Texto fornecido:
/---
Endividamento
das famílias não ocorre simplesmente pela gastança desenfreada
A autorização do Conselho Monetário Nacional (CMN) aos
bancos para reduzir o limite do cartão de crédito dos seus clientes antes de 30
dias de prazo me fez relembrar o projeto de lei 3515/2015. Ele visa à alteração
do Código de Defesa do Consumidor (CDC) e do Estatuto do Idoso para evitar o
superendividamento dos cidadãos. Mas PL está parado na Câmara dos Deputados.
Embora mais de 60 milhões de brasileiros estejam
endividados, combater este grave problema não parece urgente para os
legisladores.
Os
projetos de atualização do CDC começaram a tramitar em 2012, a partir de
anteprojeto de juristas liderados por Herman Benjamin, ministro do Superior
Tribunal de Justiça (STJ). Ele foi um dos autores do CDC, uma das melhores
legislações consumeristas do mundo.
Cartões de crédito –
O
endividamento das famílias, ao contrário do que se possa imaginar, não ocorre
simplesmente pela gastança desenfreada dos brasileiros. Além de imprevistos
nada raros – desemprego, perda de poder aquisitivo, doenças graves – há todo um
sistema que incentiva o crédito para movimentar a economia.
Isso
ocorreu fortemente entre 2003-2016, sob a alegação de que geraria vendas,
produção, empregos e arrecadação. É verdade, mas como crédito não é sinônimo de
renda, um dia as pessoas têm de pagar as contas, com ou sem dinheiro
disponível.
Surgiram,
nos últimos anos, algumas providências para enfrentar as dívidas no cartão de
crédito, maior fonte de endividamento. O crédito rotativo passou a ter limite
de 30 dias. Depois disso, tem de ser quitado integralmente. Os bancos são
obrigados a parcelar o valor dos que não conseguirem pagar, com outra linha de
crédito, a juros mais baixos.
\---
Dados fornecidos:
/---
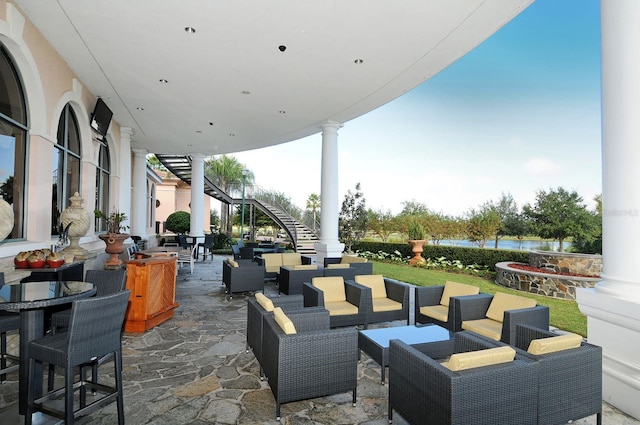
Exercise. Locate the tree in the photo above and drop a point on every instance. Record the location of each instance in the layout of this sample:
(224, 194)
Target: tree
(352, 222)
(313, 204)
(482, 225)
(558, 214)
(226, 172)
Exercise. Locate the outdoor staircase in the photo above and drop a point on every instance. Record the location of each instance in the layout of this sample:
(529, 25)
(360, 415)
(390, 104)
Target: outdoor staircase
(302, 237)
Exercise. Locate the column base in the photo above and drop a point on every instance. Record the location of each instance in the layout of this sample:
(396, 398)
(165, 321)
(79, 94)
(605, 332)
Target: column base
(614, 324)
(328, 250)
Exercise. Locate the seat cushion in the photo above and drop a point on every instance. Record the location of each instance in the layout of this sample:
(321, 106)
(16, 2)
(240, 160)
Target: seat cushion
(332, 287)
(487, 327)
(385, 304)
(283, 321)
(471, 359)
(340, 308)
(438, 312)
(264, 301)
(375, 282)
(455, 289)
(554, 344)
(502, 302)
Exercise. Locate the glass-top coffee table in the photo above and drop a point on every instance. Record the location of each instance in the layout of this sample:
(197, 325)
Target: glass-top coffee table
(375, 342)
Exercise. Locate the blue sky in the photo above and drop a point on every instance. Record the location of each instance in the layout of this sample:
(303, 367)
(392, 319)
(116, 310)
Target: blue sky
(518, 114)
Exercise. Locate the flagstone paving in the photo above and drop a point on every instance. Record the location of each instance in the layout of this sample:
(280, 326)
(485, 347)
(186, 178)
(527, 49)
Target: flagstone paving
(194, 369)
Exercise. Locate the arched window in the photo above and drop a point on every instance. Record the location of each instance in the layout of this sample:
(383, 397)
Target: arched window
(66, 165)
(103, 174)
(13, 141)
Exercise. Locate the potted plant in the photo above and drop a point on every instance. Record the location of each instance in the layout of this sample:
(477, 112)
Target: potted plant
(417, 239)
(114, 238)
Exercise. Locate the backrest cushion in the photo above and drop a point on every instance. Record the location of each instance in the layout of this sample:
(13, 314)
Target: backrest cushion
(502, 302)
(291, 258)
(332, 286)
(283, 321)
(455, 289)
(490, 356)
(264, 301)
(554, 343)
(348, 259)
(304, 267)
(375, 282)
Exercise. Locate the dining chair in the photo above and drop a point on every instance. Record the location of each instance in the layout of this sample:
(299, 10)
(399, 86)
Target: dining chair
(9, 321)
(95, 331)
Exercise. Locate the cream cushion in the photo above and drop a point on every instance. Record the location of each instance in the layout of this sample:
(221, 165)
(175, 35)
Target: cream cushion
(375, 282)
(283, 321)
(264, 301)
(332, 287)
(304, 267)
(471, 359)
(487, 327)
(338, 266)
(502, 302)
(439, 312)
(554, 343)
(455, 289)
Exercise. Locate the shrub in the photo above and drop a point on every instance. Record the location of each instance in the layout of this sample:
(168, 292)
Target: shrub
(179, 222)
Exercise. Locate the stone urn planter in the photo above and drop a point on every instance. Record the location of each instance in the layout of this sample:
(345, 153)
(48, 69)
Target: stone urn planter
(114, 247)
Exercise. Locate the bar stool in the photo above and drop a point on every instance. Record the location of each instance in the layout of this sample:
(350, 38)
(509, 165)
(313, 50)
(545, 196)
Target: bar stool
(95, 330)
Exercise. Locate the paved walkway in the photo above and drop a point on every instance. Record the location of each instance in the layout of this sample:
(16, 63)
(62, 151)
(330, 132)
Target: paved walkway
(193, 369)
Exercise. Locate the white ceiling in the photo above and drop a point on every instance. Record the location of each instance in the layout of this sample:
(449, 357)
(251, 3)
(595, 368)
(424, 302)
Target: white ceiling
(230, 88)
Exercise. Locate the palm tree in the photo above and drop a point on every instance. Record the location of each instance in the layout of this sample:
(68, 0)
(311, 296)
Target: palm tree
(226, 172)
(313, 204)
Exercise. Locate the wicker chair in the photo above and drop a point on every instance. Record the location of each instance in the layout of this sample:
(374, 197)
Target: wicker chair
(314, 362)
(348, 304)
(433, 303)
(496, 316)
(95, 331)
(423, 391)
(389, 298)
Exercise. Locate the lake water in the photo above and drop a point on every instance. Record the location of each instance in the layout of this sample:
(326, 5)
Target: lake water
(523, 245)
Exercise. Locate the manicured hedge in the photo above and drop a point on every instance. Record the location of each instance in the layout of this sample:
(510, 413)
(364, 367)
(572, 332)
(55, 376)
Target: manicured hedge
(480, 256)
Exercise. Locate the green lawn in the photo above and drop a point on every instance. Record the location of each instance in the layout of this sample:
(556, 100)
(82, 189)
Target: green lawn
(563, 314)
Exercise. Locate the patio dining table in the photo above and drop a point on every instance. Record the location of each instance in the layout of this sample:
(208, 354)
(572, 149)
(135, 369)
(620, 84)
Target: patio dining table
(31, 299)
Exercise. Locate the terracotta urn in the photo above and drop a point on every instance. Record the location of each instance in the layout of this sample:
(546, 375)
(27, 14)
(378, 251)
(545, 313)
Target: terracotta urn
(114, 247)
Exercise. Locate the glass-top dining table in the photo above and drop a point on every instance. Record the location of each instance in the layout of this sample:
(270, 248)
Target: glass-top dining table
(30, 299)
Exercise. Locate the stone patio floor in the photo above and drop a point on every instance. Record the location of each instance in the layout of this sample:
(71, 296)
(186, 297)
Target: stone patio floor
(193, 369)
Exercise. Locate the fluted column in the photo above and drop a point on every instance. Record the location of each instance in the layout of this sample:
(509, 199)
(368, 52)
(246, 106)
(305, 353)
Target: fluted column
(139, 194)
(613, 306)
(197, 195)
(329, 244)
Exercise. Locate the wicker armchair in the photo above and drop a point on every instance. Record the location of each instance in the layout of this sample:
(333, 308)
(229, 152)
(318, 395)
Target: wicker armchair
(496, 316)
(246, 277)
(314, 362)
(433, 303)
(347, 302)
(423, 391)
(389, 298)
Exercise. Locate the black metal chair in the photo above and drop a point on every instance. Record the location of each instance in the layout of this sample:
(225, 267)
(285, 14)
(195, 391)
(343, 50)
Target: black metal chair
(95, 331)
(8, 322)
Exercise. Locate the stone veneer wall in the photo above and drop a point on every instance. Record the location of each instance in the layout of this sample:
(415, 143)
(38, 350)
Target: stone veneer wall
(549, 285)
(563, 262)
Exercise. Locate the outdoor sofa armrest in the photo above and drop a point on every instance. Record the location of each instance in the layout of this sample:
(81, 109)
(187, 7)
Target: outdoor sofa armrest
(537, 316)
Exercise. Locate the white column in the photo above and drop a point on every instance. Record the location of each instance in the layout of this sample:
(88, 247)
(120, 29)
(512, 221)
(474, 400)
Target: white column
(139, 194)
(613, 306)
(123, 193)
(329, 245)
(197, 195)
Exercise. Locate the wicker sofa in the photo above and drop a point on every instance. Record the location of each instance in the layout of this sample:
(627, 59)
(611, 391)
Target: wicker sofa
(424, 391)
(315, 361)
\---
Lista de tarefas:
1. Reproduza o trecho do texto sobre o endividamento das famílias de "Embora mais de" a "movimentar a economia.".
2. Quais imprevistos o texto sobre o endividamento das famílias aponta como causas de dívidas, além do incentivo ao crédito?
3. Dê seguimento ao texto sobre o endividamento das famílias a partir da última frase apresentada.

Respostas em ordem:
1.
Embora mais de 60 milhões de brasileiros estejam
endividados, combater este grave problema não parece urgente para os
legisladores.
Os
projetos de atualização do CDC começaram a tramitar em 2012, a partir de
anteprojeto de juristas liderados por Herman Benjamin, ministro do Superior
Tribunal de Justiça (STJ). Ele foi um dos autores do CDC, uma das melhores
legislações consumeristas do mundo.
Cartões de crédito –
O
endividamento das famílias, ao contrário do que se possa imaginar, não ocorre
simplesmente pela gastança desenfreada dos brasileiros. Além de imprevistos
nada raros – desemprego, perda de poder aquisitivo, doenças graves – há todo um
sistema que incentiva o crédito para movimentar a economia.

2. Desemprego, perda de poder aquisitivo e doenças graves.

3.
Desde
junho último, cada banco pode definir o percentual de pagamento mínimo do
rotativo (antes, era 15%).
A
autorização do CMN, cabe explicar, também pretende reduzir o endividamento,
quando o perfil de risco de crédito do cliente piorar rapidamente.
Espero,
sinceramente, que governo algum volte a usar o crédito indiscriminadamente para
mover as engrenagens da economia. É uma medida que, ao longo do tempo, provoca
grande endividamento e afeta negativamente a atividade econômica. Reduz o poder
de compra e acaba com a paz familiar.
Enquanto
o CDC não tiver nova regulamentação para o crédito ao consumidor e prevenção ao
superendividamento, há que redobrar a atenção ao orçamento doméstico, fugir das
compras por impulso e controlar o consumismo. Ou pagar muito caro por nossas
escolhas equivocadas.
Maria Inês Dolci - advogada especialista em direitos do consumidor, foi
coordenadora da Proteste (Associação Brasileira de Defesa do Consumidor).